[Work to be completed] Which lines in the items below contain the word "iron"? Gather each of them and copy it out in full.

[Entries shown]
---------------
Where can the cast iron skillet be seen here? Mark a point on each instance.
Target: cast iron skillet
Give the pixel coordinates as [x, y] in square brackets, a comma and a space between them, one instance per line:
---------------
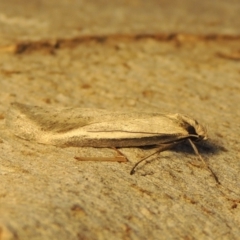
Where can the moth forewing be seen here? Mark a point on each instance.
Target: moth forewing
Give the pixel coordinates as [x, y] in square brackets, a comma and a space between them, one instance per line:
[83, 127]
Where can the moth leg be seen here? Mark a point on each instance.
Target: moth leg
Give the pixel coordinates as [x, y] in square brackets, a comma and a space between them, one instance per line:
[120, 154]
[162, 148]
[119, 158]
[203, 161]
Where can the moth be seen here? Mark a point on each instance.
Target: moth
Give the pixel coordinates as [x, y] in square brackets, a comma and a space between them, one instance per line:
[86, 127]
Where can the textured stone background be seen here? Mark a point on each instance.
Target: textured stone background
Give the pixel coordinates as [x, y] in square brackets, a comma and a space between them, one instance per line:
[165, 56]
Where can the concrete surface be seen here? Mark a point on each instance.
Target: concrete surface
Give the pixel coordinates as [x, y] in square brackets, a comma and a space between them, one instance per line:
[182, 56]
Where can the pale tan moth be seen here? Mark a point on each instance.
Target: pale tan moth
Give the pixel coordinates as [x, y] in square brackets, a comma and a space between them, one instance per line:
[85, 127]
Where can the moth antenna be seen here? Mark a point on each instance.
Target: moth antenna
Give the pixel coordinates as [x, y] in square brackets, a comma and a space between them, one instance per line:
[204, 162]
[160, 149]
---------------
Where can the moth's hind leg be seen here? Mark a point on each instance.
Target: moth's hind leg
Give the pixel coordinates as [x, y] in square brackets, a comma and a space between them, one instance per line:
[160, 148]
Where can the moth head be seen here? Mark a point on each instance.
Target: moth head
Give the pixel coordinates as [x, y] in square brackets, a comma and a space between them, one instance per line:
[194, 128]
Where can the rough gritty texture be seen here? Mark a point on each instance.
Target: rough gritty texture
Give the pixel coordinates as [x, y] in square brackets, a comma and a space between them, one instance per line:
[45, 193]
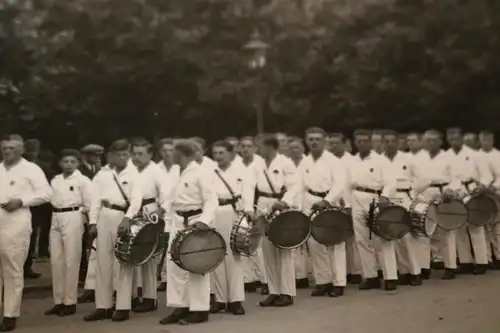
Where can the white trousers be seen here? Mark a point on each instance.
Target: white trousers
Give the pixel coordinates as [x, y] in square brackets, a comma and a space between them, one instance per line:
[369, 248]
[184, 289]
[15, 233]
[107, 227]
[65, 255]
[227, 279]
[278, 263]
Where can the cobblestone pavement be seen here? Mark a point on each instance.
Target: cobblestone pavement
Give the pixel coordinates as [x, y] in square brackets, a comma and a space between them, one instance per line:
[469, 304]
---------------
[Solution to this exercise]
Where can the cast iron skillet be seen here? Mark a point on each instance.
Target: cast iron skillet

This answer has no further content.